▸ Provided text:
— BEGIN —
Established as a colonial outpost of British imperialism, Australian capitalism grew by extending its reach across the Pacific through financial domination and state coercion. Today it faces a world rocked by capitalism’s rotting system. With America’s relative decline and China’s power surging, the bosses are tightening their grip to protect their profits.

Their response is an increasingly desperate power grab. The same wealthy elite that throw their weight around the Pacific are tightening the screws on workers here in Australia. For Australian workers, the fight against imperialism starts with a fight against our own ruling class.

Colonisation and the Pacific frontier

Founded on genocide and dispossession, the emerging capitalist class in Australia viewed the Pacific as its natural target of expansion. These ambitions were inseparable from British capital, which financed much of Australia’s early expansion across the Pacific.

By the 1880s Australian agricultural magnates controlled large plantations in Fiji and Samoa, built on brutal labour regimes. Shipping companies played a central role in the kidnapping of tens of thousands of Pacific Islanders for the northern sugar fields. Burns Philp, a major Australian shipping line and merchant, developed a commercial empire stretching from Papua to Micronesia, profiting from highly exploitative labour practices, including debt bondage and harsh discipline. The Colonial Sugar Refining Company transformed Fiji into a plantation colony using indentured Indian labour, generating decades of extraordinary profits.

By the early twentieth century mining syndicates were carving up the resources of New Guinea and Melanesia. Australian companies poured capital into the Lakekamu and Yodda goldfields, while Burns Philp and the Papuan Exploration Company seized concessions for gold, copper and timber. The model was set: Australian capital would carry out aggressive private exploitation with the backing of its imperial bosses.

Rivalries and the reshaping of the Pacific

The Pacific was violently reordered by the two world wars. Before 1914 Germany controlled New Guinea, the Bismarck Archipelago and the northern Solomons. Its defeat in the First World War transferred these territories to Australian and Japanese rule. By the 1930s Japan held a wide arc of islands from Micronesia to the northern coast of New Guinea. Defeat in the Second World War dislodged it. Finally, Britain’s retreat from Asia created a new order dominated by the US. A network of American bases and supply routes now spanned the region.
— END —
▸ Stored rows:
— BEGIN —
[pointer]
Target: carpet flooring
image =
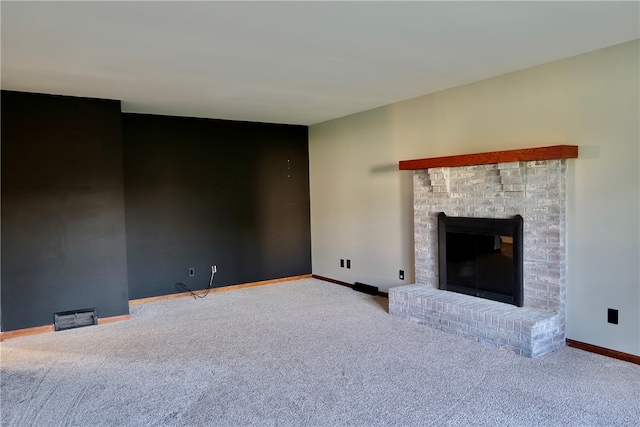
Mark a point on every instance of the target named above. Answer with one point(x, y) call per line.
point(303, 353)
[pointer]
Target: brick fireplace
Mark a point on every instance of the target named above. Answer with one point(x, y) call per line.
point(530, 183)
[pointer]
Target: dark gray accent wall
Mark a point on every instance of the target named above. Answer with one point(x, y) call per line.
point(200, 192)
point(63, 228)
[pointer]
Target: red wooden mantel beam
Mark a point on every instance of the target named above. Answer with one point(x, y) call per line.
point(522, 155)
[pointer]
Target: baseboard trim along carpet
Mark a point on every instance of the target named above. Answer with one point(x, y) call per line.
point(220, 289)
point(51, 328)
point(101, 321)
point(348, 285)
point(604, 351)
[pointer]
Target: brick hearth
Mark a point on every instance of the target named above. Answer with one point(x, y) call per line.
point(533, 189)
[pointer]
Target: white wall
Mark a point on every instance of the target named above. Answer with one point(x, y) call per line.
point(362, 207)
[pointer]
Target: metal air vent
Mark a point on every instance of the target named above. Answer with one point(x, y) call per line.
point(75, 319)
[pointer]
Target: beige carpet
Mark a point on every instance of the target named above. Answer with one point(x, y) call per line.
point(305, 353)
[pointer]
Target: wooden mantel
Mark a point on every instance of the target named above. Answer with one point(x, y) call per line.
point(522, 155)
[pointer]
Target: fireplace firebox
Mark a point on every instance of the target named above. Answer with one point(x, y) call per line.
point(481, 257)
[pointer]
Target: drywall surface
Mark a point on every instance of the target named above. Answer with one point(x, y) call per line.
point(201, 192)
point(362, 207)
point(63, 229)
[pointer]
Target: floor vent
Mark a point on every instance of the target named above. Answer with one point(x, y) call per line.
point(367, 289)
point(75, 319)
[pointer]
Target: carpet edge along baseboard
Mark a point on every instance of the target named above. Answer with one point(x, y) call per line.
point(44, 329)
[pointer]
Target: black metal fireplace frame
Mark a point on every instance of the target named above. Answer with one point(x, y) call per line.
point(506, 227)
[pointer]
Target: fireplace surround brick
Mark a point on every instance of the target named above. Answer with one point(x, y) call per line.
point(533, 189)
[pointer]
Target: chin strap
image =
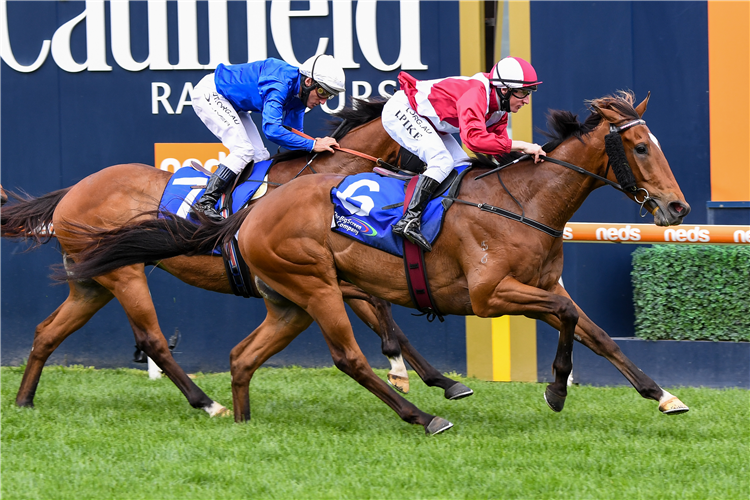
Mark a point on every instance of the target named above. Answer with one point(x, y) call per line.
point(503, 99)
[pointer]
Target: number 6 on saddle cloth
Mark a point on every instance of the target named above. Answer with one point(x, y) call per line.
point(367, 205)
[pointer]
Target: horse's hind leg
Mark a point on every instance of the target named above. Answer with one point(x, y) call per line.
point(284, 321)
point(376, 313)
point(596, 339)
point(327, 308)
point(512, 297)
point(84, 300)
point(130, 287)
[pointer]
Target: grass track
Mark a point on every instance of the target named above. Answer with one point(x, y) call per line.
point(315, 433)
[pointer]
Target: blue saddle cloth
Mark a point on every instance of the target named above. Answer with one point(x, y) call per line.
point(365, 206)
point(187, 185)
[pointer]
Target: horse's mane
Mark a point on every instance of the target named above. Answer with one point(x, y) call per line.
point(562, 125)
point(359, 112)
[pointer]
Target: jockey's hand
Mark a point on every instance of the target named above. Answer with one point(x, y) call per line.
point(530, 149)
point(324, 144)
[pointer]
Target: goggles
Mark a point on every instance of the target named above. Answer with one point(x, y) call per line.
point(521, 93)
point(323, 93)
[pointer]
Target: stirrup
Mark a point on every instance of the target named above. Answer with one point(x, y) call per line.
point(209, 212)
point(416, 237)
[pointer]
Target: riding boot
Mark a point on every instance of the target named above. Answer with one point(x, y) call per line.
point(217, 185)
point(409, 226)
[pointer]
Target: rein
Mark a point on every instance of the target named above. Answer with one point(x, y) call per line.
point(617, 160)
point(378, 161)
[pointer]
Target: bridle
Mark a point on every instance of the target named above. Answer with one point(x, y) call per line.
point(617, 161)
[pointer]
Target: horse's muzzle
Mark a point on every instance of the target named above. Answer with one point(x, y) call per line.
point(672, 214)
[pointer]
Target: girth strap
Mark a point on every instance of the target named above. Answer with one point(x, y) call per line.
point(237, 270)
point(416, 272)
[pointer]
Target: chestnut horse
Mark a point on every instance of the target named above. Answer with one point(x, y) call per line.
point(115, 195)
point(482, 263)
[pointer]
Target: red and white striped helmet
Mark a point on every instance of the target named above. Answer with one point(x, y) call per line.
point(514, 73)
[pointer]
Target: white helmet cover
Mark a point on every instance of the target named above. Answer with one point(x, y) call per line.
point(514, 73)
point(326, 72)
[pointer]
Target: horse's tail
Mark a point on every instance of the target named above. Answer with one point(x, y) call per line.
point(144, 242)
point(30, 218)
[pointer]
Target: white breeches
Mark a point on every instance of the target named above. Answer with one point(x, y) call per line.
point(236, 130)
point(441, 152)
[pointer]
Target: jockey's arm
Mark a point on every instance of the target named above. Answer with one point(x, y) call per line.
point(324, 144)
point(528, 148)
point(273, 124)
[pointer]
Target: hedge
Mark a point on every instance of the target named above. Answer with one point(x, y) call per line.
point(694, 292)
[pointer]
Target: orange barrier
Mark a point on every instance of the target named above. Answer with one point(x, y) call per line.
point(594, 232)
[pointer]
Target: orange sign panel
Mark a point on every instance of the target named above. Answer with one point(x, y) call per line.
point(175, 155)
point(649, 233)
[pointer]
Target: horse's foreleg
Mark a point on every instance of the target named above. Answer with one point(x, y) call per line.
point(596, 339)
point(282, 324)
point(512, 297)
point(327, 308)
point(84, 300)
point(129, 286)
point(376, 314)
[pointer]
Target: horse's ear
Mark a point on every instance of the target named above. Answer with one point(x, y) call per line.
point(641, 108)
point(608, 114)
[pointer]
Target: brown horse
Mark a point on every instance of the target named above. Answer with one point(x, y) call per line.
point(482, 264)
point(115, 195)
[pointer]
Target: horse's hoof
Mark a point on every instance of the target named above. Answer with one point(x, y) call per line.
— END —
— BEGIN —
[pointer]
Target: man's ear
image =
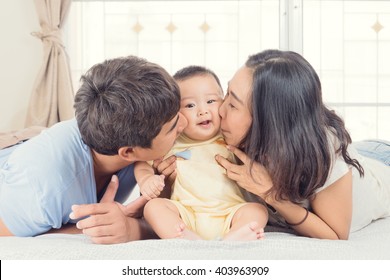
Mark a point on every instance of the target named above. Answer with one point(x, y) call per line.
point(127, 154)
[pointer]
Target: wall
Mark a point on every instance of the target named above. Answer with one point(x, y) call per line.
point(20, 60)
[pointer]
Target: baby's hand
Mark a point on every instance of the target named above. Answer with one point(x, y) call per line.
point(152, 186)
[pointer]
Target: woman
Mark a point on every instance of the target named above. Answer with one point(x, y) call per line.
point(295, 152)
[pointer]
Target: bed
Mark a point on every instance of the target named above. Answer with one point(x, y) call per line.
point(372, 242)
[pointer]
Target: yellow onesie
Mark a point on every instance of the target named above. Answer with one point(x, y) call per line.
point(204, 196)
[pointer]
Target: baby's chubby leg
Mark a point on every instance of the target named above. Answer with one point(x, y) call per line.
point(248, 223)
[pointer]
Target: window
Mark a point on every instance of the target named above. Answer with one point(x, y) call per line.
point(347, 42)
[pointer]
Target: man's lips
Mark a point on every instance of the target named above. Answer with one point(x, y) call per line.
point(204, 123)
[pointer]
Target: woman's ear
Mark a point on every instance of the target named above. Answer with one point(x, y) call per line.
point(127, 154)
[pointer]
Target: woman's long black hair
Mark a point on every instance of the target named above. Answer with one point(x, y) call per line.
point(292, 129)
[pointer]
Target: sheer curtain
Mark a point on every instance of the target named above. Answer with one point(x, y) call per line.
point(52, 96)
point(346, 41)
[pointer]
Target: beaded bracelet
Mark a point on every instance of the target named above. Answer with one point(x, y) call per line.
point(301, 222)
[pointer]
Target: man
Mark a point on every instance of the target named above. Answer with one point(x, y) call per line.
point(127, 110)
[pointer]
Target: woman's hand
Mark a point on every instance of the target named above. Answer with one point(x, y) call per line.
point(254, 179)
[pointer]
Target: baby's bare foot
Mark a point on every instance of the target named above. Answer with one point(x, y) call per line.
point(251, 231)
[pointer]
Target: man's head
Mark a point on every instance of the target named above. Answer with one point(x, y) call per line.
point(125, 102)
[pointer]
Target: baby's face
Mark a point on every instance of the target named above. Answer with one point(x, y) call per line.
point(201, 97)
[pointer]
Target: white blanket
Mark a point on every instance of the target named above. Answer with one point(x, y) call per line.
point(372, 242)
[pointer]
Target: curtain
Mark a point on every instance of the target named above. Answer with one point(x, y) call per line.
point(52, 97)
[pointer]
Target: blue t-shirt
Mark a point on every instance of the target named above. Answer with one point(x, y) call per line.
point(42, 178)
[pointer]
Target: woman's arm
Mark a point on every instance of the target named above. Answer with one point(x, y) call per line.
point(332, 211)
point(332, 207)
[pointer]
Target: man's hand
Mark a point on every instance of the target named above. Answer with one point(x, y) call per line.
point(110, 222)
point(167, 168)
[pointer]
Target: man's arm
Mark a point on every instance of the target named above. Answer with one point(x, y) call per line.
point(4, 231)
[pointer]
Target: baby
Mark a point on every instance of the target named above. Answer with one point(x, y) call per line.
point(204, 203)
— END —
▸ Stated exercise:
Answer these questions from the text above on Australian capitalism in the Pacific:
1. By the 1880s, where did Australian agricultural magnates control large plantations?
2. Which two goldfields did Australian companies pour capital into?
3. Which territories did Germany control before 1914?

▸ Reply:
1. Fiji and Samoa.
2. The Lakekamu and Yodda goldfields.
3. New Guinea, the Bismarck Archipelago and the northern Solomons.